■ TEXT BLOCK ■

Testing Wheat- and Dairy-Free Diets for Autism

Image Credit: Hans Braxmeier / Pixabay.

What happens when children with autism on gluten- and casein-free diets are covertly challenged with wheat and dairy?

The first randomized, control study of a gluten-free and casein-free diet for autism found that parents reported their kids did significantly better in the diet group than in the control group, but that could just be the placebo effect, where “parents attribute changes to the diet, in part due to the great effort they are putting into it…[so] they will be biased toward seeing evidence of success” that may not actually be there. 

What if you don’t rely only on parental report? What if you do a blinded study of a gluten- and casein-free diet, as I discuss in my video Double Blind Clinical Trial of Diet for Autism? In such a study, the parents know what the kids are eating, but you don’t ask only the parents how the kids are doing; you have investigators objectively assess all the children without knowing who is in which group—the diet group or the control group. The result? The investigators found “a significant beneficial group effect at 8, 12 and 24 months of intervention on core autistic and related behaviours” with a gluten- and casein-free diet. This was one of the largest such studies ever done. It began with 73 children, but about a fifth of the subjects dropped out, mostly from the diet group.

“If a family did not feel that their child was making strides on the diet, they may have been more likely to drop out of the study, thereby skewing the analysis toward those who believed their children were making progress”—for those kids for whom the diet appeared to work better. So, the remarkable results they got in terms of improved social interaction and fewer ADHD-type symptoms may have ended up exaggerating the effects of the diet, since the kids for whom it didn’t help may have gotten disproportionately weeded out. Also, the parents were very much aware whether their kids were in the diet group or the control group because they were the ones cooking the meals, so they may have changed their own behavior towards their children and that “may have influenced some of the observed patient responses.”

This is similar to what happened in a famous sugar study where researchers fibbed to mothers and falsely told them their children had just received a whopping dose of sugar. Not only did the mothers rate their children as “significantly more hyperactive,” they inadvertently changed their own behavior, too. The mothers who falsely believed their kids had just gotten a load of sugar were observed to have “exercised more control” over their children and were more critical of them than were control mothers. In this way, their expectation of an effect may have actually ended up having an actual effect in changing their children’s behavior. 

In these unblinded autism studies, the parents are upending their family’s diet, hoping and possibly even expecting that their children will get better. Perhaps the parents are even unconsciously treating them differently, such that the kids end up behaving differently when assessed later by the blinded investigators. This is why we need double-blind studies where no one—not the parents or the kids—knows who’s in the diet group or the control group. Why didn’t the researchers conduct that type of study? Why didn’t they secretly sneak some gluten or casein into the children’s diets to see if they got worse again? Because it wouldn’t be ethical, just as the researchers in a study I discussed in detail in my previous video Are Autism Diet Benefits Just a Placebo Effect? had determined. They just couldn’t bring themselves to slip any gluten or casein to the kids because they were so convinced those proteins may be harmful. That’s pre-deciding the outcome, though. That’s circular logic. We can’t test to see if it really works, because it may really work—but we can’t test it. What?!

■ QUESTIONS ■
• A. Duplicate the autism diet text, everything from "Image Credit: Hans" down to "wheat and dairy?".
• B. In the autism diet text, how many children did the blinded study of a gluten- and casein-free diet begin with?

■ RECORDS ■
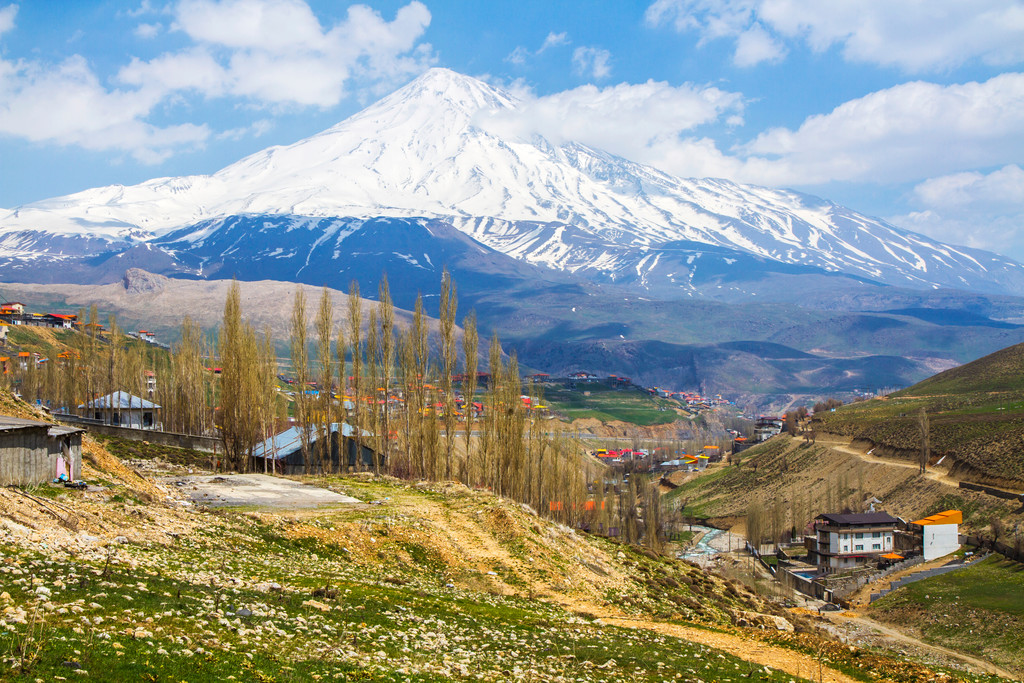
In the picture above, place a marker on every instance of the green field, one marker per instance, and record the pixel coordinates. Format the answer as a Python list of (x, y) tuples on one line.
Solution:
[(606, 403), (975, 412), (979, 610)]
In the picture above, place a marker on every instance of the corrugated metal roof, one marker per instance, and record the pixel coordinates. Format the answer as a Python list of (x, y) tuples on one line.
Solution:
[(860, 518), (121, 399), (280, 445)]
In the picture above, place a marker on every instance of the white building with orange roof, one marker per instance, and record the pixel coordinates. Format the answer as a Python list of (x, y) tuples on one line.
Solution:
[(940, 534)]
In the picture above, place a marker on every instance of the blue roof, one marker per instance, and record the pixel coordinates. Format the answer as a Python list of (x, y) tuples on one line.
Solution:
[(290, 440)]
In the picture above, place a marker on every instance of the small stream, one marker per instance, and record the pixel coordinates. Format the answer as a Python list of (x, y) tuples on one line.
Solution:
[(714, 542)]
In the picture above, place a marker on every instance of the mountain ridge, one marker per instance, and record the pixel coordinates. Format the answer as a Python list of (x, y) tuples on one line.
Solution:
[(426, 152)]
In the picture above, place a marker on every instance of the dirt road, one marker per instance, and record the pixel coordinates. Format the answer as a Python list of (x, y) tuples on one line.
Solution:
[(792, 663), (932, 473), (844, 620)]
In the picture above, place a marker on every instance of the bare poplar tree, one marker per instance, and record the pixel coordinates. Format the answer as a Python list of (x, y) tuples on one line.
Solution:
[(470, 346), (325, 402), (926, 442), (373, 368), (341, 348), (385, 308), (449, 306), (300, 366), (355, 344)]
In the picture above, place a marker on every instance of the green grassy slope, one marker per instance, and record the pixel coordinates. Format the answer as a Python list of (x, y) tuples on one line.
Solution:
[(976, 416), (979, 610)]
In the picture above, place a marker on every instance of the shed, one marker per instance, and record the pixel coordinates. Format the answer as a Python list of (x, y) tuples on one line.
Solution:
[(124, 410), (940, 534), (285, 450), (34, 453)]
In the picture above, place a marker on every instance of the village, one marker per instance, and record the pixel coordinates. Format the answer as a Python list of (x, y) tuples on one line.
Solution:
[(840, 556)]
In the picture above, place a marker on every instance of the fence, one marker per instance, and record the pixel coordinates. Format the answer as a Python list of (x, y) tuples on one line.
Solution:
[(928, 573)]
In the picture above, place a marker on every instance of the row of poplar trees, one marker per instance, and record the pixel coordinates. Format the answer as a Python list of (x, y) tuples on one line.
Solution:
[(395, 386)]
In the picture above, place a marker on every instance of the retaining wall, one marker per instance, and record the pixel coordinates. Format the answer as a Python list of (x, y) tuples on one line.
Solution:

■ TASK SOLUTIONS ■
• A.
Image Credit: Hans Braxmeier / Pixabay.

What happens when children with autism on gluten- and casein-free diets are covertly challenged with wheat and dairy?

• B. 73 children.